Start of Block

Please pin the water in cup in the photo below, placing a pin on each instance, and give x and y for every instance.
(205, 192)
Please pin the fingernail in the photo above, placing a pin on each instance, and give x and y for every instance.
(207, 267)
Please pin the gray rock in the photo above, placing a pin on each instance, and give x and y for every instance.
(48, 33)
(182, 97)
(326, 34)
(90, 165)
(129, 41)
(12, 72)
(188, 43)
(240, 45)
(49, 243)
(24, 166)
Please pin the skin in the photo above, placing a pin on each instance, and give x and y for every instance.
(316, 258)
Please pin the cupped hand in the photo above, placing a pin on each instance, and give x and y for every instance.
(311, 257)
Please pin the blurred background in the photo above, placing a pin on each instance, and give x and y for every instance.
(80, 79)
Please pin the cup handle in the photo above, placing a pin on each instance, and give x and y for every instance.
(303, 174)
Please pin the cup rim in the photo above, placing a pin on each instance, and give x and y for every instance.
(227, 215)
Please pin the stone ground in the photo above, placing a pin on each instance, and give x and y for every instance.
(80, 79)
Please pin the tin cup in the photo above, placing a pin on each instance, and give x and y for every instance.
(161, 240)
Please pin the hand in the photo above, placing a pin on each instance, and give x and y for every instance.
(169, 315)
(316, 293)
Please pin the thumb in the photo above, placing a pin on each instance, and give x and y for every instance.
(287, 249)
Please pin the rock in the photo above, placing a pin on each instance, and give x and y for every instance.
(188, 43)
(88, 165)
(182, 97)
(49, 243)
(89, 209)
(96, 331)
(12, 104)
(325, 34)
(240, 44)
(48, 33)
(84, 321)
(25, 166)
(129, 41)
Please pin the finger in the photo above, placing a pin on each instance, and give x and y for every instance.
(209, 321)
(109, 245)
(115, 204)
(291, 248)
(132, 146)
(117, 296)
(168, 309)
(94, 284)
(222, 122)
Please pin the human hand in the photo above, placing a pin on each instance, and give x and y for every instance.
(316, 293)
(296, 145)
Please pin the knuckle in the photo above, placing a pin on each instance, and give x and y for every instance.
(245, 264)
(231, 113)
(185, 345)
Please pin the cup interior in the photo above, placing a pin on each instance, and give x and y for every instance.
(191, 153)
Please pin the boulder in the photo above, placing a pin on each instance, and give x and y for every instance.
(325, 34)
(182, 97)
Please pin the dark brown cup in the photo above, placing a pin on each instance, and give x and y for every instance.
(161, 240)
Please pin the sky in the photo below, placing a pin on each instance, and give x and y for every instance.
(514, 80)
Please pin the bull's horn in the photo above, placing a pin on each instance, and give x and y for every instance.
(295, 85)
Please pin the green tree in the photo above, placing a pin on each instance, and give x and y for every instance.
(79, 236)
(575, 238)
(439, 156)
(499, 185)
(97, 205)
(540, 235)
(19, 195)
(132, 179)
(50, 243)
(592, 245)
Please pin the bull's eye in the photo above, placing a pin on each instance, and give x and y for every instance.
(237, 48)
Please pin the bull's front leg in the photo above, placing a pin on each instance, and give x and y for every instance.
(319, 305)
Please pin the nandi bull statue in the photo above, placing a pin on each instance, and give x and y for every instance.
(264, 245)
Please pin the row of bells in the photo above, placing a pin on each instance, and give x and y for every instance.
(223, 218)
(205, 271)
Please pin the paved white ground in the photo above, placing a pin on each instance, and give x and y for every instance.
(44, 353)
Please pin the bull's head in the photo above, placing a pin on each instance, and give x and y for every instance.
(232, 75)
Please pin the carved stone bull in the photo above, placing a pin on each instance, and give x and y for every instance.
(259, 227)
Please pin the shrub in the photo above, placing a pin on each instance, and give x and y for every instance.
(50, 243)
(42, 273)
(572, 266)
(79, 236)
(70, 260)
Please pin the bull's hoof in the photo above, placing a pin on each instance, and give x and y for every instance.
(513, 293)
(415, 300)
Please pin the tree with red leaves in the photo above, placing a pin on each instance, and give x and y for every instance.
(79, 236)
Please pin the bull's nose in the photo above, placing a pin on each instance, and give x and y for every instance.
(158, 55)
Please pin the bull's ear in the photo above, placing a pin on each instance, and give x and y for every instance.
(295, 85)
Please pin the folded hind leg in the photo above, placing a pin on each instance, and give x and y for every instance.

End of Block

WORK TO BE COMPLETED = The entries above need to be repeated in full, exactly as written.

THE ANSWER =
Please pin the water in cup in the photo below, placing a pin on each instance, and give x and y for every instance.
(205, 192)
Please pin the fingernail in the photo above, placing a pin on each instance, and give x and y for every instance.
(207, 267)
Please pin the gray rock in the photo above, placing a pin on each instance, and give x and y for every instance.
(48, 33)
(182, 97)
(326, 34)
(90, 165)
(129, 41)
(12, 72)
(188, 43)
(240, 45)
(49, 243)
(24, 166)
Please pin the skin in the photo above, placing a pin on each instance, and give x and y for every instance.
(316, 258)
Please pin the cupped hand in the photo above, placing a pin on each instance, and give x and y for every instance.
(311, 257)
Please pin the blurred background in the photo above, placing a pin on each instance, and give x and y for every instance.
(80, 79)
Please pin the cup handle in the photo above, placing a pin on each instance, and give x and y for every instance.
(303, 174)
Please pin the cup rim in the photo above, placing a pin on each instance, and give x and y for every instance.
(227, 215)
Please pin the stone ground in the photo above, placing a pin on each instance, and give x and y for every instance.
(80, 79)
Please pin the tin cup in the photo above, placing a pin on each instance, and give x and y for every instance.
(161, 240)
Please pin the hand in the photo above, placing a pin on each instance, and give x and y for every instance.
(169, 315)
(316, 293)
Please pin the thumb in the photo above, placing a pin on each instance, and give x and y for every instance.
(287, 249)
Please pin the rock in the photo above, placing a pin on each instance, and give x and y for every instance.
(188, 43)
(88, 165)
(182, 97)
(49, 243)
(89, 209)
(96, 331)
(12, 104)
(325, 34)
(240, 44)
(48, 33)
(84, 321)
(25, 166)
(129, 41)
Please pin the finger in the photo above, placing a pin on each instance, and give x and y for every instance.
(209, 321)
(109, 245)
(115, 204)
(291, 248)
(132, 146)
(117, 296)
(168, 309)
(94, 284)
(222, 122)
Please pin the human hand in the photo above, placing a pin on each instance, and give x and y for every instance.
(316, 293)
(296, 145)
Please pin the knuckle in the photo above, placing a pin on each instance, and give x and y for every instance.
(245, 264)
(231, 113)
(185, 345)
Please pin the cup interior in the photo above, placing a pin on each instance, and give x and y for every instance.
(191, 153)
Please pin the boulder in the photo above, placing a pin on each instance, and give x and y for every instance.
(325, 34)
(182, 97)
Please pin the dark brown cup in the photo above, placing a pin on each instance, and give x and y for every instance.
(161, 240)
Please pin the sky in the photo below, placing a pin on each instance, and give x and y for every instance.
(514, 80)
Please pin the bull's horn in the photo above, placing a pin on each instance, and give x and y for every instance.
(295, 85)
Please pin the green tree in the photo above, placing a pin on each instance, and give x and y for every instance.
(79, 236)
(575, 238)
(439, 156)
(499, 185)
(97, 205)
(540, 235)
(19, 195)
(132, 179)
(50, 243)
(592, 245)
Please pin the bull's eye in the photo above, placing a pin on each instance, and give x and y for every instance.
(237, 48)
Please pin the bull's front leg in the photo above, placing a pin on each instance, and give x and y for every instance.
(319, 305)
Please pin the nandi bull statue in the photo above, placing a pin on each instance, and give x and y for every instance.
(264, 245)
Please pin the row of bells in the photo above, placing a pin on each instance, and give x and y for every instance.
(223, 218)
(205, 271)
Please pin the paved white ground in the photo above, placing a pin on each instance, and give x and y for every instance.
(44, 353)
Please pin the bull's head in the photo above, placing a pin on each instance, and give x and y for every instance.
(232, 75)
Please pin the carved stone bull in the photo above, placing a pin on each instance, and give x and y for every instance.
(259, 227)
Please pin the shrub in the photo above, placing a pin on each instance, and give x and y for every instance.
(50, 243)
(42, 273)
(572, 266)
(79, 236)
(70, 260)
Please pin the bull's hoof in the photo above, placing a pin on each instance, and give x and y for every instance.
(513, 293)
(415, 300)
Please pin the tree with red leaves in the photo above, placing a pin on each instance, and give x and y for every instance.
(79, 236)
Please pin the bull's nose in the photo above, placing a pin on each instance, and give x and y for every instance.
(158, 55)
Please pin the bull's ear in the photo above, placing a pin on each instance, and give x and y for every instance.
(295, 85)
Please pin the folded hind leg in the photo above, placing a pin on each instance, and give x and y for every instance.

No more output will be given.